By J.D. White
In my experience of nearly a decade in the industry, it is not uncommon for people to get advice to roll over a 401(k) to an IRA any time it is possible without incurring a penalty. Granted, new regulations require that only education be provided when discussing the options for a 401(k). It still seems that most people understand that there are some benefits to having their retirement funds with someone that they personally know and trust.
Here lies the problem – it is not always the right move. I'll use a story of one of my clients to illustrate how this could create a major hurdle in your retirement plan if you plan to leave your largest income to provide prior to turning 59 ½ years old.

▶ Given records:
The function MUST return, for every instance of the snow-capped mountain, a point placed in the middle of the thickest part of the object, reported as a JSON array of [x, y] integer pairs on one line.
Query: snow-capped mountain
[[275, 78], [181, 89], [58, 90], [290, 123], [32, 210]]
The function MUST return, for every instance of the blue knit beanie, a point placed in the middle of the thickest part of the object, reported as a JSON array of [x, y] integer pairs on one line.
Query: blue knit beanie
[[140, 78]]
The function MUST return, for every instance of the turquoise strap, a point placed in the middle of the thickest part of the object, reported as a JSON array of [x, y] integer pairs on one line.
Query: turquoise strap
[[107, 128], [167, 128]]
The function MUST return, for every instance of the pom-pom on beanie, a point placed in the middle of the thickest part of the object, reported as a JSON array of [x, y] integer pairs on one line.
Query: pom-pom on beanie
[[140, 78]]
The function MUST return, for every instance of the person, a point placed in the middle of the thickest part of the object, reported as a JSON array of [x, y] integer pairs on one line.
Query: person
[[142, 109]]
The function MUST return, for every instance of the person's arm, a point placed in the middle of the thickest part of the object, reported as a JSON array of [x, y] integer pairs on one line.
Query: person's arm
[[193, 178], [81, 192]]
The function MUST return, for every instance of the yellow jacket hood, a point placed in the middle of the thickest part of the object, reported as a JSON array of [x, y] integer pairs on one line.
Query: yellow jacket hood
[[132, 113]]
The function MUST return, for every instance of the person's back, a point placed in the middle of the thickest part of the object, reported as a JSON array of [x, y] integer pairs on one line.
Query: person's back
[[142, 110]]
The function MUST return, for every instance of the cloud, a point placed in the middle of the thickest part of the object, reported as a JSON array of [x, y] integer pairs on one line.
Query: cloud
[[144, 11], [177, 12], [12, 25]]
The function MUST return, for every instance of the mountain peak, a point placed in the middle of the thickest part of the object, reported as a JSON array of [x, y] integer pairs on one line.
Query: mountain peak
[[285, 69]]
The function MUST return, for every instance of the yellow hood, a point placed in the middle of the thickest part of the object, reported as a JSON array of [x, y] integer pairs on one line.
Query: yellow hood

▶ Complete the following:
1. According to the 401(k) rollover excerpt, how long has the writer worked in the industry?
2. New regulations limit 401(k) discussions to education only. Explain in one to three sentences why the 401(k) rollover excerpt says people still see benefits in moving their funds.
3. Please duplicate the stretch of the 401(k) rollover excerpt from "By J.D. White" through "know and trust.".

▶ Completed exercise:
1. Nearly a decade.

2. Most people understand that it helps to have their retirement funds with someone they personally know and trust. That understanding holds even though new regulations require that only education be provided when discussing the options for a 401(k).

3.
By J.D. White
In my experience of nearly a decade in the industry, it is not uncommon for people to get advice to roll over a 401(k) to an IRA any time it is possible without incurring a penalty. Granted, new regulations require that only education be provided when discussing the options for a 401(k). It still seems that most people understand that there are some benefits to having their retirement funds with someone that they personally know and trust.